Selection >>
Begin
Metamath Proof Explorer

Theorem ringinveu

Description: If a ring unit element X admits both a left inverse Y and a right inverse Z , they are equal. (Contributed by Thierry Arnoux, 9-Mar-2025)

		Ref	Expression
	Hypotheses	isdrng4.b	$⊢ B = {Base}_{R}$
		isdrng4.0	$⊢ \underset{˙}{0} = 0_{R}$
		isdrng4.1	$⊢ \underset{˙}{1} = 1_{R}$
		isdrng4.x	$⊢ \underset{˙}{\cdot} = \cdot_{R}$
		isdrng4.u	$⊢ U = Unit (R)$
		isdrng4.r	$⊢ φ \to R \in Ring$
		ringinveu.1	$⊢ φ \to X \in B$
		ringinveu.2	$⊢ φ \to Y \in B$
		ringinveu.3	$⊢ φ \to Z \in B$
		ringinveu.4	$⊢ φ \to Y \underset{˙}{\cdot} X = \underset{˙}{1}$
		ringinveu.5	$⊢ φ \to X \underset{˙}{\cdot} Z = \underset{˙}{1}$
	Assertion	ringinveu	$⊢ φ \to Z = Y$

Proof

Step	Hyp	Ref	Expression
1		isdrng4.b	$⊢ B = {Base}_{R}$
2		isdrng4.0	$⊢ \underset{˙}{0} = 0_{R}$
3		isdrng4.1	$⊢ \underset{˙}{1} = 1_{R}$
4		isdrng4.x	$⊢ \underset{˙}{\cdot} = \cdot_{R}$
5		isdrng4.u	$⊢ U = Unit (R)$
6		isdrng4.r	$⊢ φ \to R \in Ring$
7		ringinveu.1	$⊢ φ \to X \in B$
8		ringinveu.2	$⊢ φ \to Y \in B$
9		ringinveu.3	$⊢ φ \to Z \in B$
10		ringinveu.4	$⊢ φ \to Y \underset{˙}{\cdot} X = \underset{˙}{1}$
11		ringinveu.5	$⊢ φ \to X \underset{˙}{\cdot} Z = \underset{˙}{1}$
12	11	oveq2d	$⊢ φ \to Y \underset{˙}{\cdot} (X \underset{˙}{\cdot} Z) = Y \underset{˙}{\cdot} \underset{˙}{1}$
13	10	oveq1d	$⊢ φ \to (Y \underset{˙}{\cdot} X) \underset{˙}{\cdot} Z = \underset{˙}{1} \underset{˙}{\cdot} Z$
14	1 4 6 8 7 9	ringassd	$⊢ φ \to (Y \underset{˙}{\cdot} X) \underset{˙}{\cdot} Z = Y \underset{˙}{\cdot} (X \underset{˙}{\cdot} Z)$
15	1 4 3 6 9	ringlidmd	$⊢ φ \to \underset{˙}{1} \underset{˙}{\cdot} Z = Z$
16	13 14 15	3eqtr3d	$⊢ φ \to Y \underset{˙}{\cdot} (X \underset{˙}{\cdot} Z) = Z$
17	1 4 3 6 8	ringridmd	$⊢ φ \to Y \underset{˙}{\cdot} \underset{˙}{1} = Y$
18	12 16 17	3eqtr3d	$⊢ φ \to Z = Y$
End
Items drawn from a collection
Begin
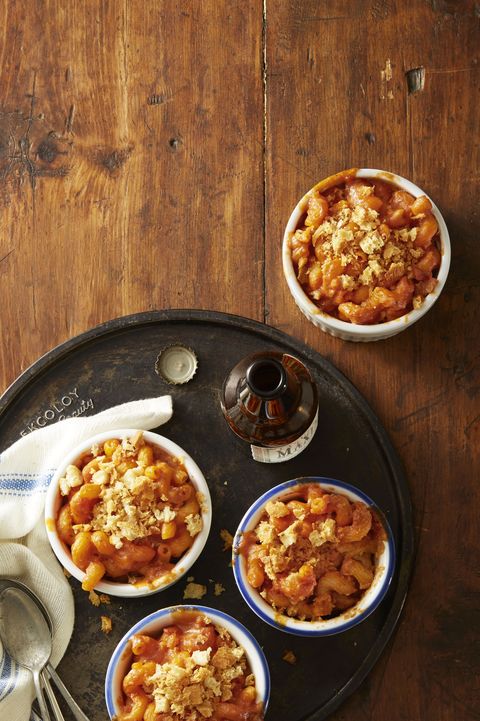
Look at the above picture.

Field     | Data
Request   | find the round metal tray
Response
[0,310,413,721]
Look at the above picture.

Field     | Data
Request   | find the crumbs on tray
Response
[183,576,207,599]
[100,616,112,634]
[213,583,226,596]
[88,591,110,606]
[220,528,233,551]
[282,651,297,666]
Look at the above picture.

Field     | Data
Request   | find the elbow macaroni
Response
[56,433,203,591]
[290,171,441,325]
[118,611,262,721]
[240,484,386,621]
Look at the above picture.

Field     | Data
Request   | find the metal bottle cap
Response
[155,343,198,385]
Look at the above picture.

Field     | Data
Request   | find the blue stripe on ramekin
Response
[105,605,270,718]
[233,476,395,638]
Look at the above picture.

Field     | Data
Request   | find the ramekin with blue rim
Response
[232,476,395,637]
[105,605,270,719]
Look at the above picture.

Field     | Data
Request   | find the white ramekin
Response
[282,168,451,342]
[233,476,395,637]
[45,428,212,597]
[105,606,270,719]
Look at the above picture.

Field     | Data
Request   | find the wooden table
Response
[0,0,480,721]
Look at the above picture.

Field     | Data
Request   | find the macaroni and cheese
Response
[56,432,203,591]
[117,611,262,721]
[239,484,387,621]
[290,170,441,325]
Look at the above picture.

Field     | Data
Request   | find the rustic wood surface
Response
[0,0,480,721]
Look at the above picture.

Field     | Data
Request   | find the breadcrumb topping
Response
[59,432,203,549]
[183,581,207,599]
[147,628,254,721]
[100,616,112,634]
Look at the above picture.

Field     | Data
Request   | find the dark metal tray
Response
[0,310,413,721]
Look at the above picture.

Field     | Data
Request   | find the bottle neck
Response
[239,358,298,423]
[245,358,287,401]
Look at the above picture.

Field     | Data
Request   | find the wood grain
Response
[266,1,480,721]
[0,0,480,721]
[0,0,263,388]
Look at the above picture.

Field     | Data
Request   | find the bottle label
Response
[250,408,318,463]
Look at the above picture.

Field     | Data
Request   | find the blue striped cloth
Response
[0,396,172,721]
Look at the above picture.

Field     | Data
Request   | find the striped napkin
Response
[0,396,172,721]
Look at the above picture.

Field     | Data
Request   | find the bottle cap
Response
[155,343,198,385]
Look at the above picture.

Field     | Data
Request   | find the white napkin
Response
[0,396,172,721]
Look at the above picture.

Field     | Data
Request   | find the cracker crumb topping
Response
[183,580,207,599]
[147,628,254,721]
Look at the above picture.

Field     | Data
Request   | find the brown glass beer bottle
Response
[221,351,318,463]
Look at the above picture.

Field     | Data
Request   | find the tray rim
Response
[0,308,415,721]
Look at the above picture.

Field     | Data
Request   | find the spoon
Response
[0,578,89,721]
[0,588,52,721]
End
Stated task >> Do the following statements agree with the ringinveu theorem page? Answer yes or no for each one and quote the exact words from the page that decide it. 1. The theorem was contributed by Thierry Arnoux. 2. The left inverse Y and the right inverse Z are shown to be different. 3. X is described as a ring unit element.

Completed exercise >>
1. Yes: "Contributed by Thierry Arnoux, 9-Mar-2025"
2. No: "they are equal"
3. Yes: "a ring unit element X"